— start of Extracted entries —
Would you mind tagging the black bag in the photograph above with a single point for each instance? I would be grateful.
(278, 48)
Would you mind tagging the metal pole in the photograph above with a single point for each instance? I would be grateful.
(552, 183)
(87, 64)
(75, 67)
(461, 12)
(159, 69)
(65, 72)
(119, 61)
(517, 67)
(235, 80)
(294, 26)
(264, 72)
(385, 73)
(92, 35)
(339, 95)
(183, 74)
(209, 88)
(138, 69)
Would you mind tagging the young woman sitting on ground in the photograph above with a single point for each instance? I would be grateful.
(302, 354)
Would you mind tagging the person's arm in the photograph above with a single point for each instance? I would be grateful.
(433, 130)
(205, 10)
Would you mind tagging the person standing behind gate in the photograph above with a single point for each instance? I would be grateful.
— end of Extracted entries —
Copy out all of the records again, switching "metal pole" to "steel post" and leaving everything else the same.

Would you mind tagging the black bag in the photograph above with a single point for each instance? I would be grateful.
(278, 48)
Would you mind tagging the steel post in the photograph above with a single point for each instance? I would be grateful.
(552, 183)
(87, 64)
(75, 67)
(461, 12)
(159, 69)
(65, 72)
(119, 61)
(517, 67)
(235, 80)
(294, 26)
(264, 72)
(385, 73)
(92, 35)
(339, 95)
(183, 74)
(209, 88)
(138, 69)
Would you mind tagging the young woman sitting on ground in the photograph above with a single point for each instance? I would be grateful.
(302, 354)
Would you mind tagging the person's arm in the photograph above with a single point for each instance? I would be grateful.
(433, 130)
(205, 10)
Would you mind tagging the person standing behind gate in the photograph above with a single point for each instance? I would be grateful.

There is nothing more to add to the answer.